**Task objective**
Answer these questions from the Orwell review below.
(a) What two reasons are usually given for the strength of Orwell's writing on tyranny?
(b) For how many years was Orwell a British colonial policeman?
(c) What phrase did Orwell use to describe British imperialism?

**Document**
Associate Editor Jim Weitz

Emma Larkin’s Finding George Orwell in Burma
and George Orwell’s Burmese Days

George Orwell. The very name is associated in the English lexicon with despotic totalitarian rule. The author’s 1940’s writings on tyranny and the individual were so lucid and true, one wonders how he penned such potent prose. Two reasons are usually given: The strict regimen of the British boarding schools he attended; and his experiences during the Spanish Civil War, where he saw facts twisted into communist propaganda and was wanted by the Russian police force. Emma Larkin, in Searching for George Orwell in Burma, suggests a third reason: It was Orwell’s “work as an imperial policeman [that] contributed to his ability to write about oppression.” Larkin’s idea is that his years in Burma were formative for him as a writer, providing insight into how authoritarian institutions insidiously undermine individual identities and personal relationships. She makes an intriguing case, presenting first and second-hand accounts of Orwell’s life in Burma, as well as some discoveries of her own, and juxtaposing them with his writing.

To fully appreciate Larkin’s idea, one first should get one’s head around the fact that before becoming a writer, before empathizing with the down and out in Paris and London, or authoring his famously chilling insights into the psychology of authoritarian governments, Orwell was in fact, for five years, a British colonial cop with a toothbrush mustache who beat his Burmese coolies—“in moments of rage…. Orientals can be very provoking,” as he put it. But Orwell also wrote about coming to see British imperialism as an “evil despotism”, and about the part he played in it. “For five years I had been part of an oppressive system, and it had left me with a bad conscience.”

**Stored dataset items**
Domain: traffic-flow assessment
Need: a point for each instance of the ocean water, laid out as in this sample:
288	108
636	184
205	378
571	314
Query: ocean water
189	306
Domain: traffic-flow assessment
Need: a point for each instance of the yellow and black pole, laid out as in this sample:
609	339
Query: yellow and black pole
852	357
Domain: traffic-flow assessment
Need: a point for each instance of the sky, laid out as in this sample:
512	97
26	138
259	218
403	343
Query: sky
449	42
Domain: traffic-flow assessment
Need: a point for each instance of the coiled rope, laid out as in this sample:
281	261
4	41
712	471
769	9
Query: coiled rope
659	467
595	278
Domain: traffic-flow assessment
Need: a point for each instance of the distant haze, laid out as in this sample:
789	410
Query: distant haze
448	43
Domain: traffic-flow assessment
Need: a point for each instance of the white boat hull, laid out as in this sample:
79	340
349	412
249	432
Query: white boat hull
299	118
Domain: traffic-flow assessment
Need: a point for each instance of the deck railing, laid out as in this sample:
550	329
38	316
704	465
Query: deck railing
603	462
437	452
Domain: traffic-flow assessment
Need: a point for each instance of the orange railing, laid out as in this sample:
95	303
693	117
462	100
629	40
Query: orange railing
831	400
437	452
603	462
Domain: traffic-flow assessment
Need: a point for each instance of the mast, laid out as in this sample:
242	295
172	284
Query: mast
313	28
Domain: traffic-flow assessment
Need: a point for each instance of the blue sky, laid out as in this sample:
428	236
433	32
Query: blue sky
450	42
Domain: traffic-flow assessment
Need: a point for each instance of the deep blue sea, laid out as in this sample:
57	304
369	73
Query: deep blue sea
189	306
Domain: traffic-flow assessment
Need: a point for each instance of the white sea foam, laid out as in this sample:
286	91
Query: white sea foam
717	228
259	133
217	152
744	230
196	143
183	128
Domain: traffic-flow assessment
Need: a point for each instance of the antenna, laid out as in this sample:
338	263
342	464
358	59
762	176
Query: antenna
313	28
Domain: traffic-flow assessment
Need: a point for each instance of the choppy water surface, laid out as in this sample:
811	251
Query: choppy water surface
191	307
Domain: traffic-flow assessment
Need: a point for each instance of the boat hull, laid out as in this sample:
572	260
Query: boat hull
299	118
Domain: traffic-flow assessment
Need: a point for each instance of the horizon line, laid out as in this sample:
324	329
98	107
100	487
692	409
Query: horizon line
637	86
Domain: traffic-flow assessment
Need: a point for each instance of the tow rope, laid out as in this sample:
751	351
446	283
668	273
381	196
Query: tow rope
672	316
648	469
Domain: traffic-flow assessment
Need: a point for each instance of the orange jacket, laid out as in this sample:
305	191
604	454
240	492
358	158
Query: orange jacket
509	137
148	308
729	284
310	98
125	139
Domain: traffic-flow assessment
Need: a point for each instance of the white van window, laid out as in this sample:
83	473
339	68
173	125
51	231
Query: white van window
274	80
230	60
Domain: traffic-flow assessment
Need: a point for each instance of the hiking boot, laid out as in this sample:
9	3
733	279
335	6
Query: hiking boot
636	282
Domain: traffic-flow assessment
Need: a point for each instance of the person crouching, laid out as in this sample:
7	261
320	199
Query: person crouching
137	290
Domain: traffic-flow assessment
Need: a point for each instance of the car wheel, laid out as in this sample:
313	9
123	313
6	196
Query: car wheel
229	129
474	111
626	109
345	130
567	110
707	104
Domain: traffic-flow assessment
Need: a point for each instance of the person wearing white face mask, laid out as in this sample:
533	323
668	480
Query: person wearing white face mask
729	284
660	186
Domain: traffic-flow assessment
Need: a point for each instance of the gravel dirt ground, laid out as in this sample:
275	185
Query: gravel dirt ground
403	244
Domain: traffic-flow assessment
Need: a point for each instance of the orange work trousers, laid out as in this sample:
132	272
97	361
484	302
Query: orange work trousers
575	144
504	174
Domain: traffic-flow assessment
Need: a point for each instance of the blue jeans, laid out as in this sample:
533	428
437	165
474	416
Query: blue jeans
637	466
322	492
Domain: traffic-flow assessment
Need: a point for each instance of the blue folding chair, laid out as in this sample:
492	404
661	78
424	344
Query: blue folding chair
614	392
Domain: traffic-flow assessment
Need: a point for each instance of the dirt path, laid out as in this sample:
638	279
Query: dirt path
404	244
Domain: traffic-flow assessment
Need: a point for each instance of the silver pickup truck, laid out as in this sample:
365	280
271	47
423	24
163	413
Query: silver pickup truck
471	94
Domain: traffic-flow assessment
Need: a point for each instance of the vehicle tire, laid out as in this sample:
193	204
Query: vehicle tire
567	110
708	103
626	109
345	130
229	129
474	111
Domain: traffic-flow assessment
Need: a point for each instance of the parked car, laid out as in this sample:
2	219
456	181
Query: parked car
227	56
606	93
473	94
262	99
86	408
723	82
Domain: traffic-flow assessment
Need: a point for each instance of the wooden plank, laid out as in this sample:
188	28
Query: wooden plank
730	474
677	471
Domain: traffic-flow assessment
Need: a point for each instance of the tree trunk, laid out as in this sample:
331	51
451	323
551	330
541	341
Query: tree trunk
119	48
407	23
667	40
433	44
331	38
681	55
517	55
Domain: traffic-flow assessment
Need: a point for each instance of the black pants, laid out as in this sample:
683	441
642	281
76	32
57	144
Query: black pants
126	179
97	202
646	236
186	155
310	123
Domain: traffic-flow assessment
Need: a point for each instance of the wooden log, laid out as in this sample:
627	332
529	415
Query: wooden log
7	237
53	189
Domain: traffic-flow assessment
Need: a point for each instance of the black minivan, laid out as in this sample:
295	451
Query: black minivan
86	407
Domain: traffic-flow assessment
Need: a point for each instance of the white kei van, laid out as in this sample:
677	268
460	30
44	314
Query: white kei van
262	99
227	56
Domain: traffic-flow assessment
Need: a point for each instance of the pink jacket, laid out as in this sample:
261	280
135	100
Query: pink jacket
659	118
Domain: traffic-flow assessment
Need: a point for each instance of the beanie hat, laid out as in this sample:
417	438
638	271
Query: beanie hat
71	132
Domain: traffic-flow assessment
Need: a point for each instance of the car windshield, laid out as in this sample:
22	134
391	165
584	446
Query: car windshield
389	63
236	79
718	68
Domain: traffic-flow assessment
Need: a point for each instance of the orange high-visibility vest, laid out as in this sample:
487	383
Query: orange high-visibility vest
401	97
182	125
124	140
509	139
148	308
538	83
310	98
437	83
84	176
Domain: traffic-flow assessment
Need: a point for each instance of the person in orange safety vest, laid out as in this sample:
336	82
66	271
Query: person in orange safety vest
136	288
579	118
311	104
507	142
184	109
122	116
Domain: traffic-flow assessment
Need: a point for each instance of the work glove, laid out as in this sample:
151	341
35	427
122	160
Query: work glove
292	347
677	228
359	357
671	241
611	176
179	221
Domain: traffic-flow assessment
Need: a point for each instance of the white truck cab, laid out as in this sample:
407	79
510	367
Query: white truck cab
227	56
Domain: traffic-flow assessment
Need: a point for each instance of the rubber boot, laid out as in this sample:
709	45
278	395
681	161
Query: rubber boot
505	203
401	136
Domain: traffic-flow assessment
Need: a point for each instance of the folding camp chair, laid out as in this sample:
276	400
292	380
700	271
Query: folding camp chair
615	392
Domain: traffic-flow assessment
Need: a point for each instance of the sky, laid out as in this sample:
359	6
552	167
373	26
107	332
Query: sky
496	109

**Solution to this exercise**
(a) The strict regimen of the British boarding schools he attended, and his experiences during the Spanish Civil War.
(b) Five years.
(c) An "evil despotism".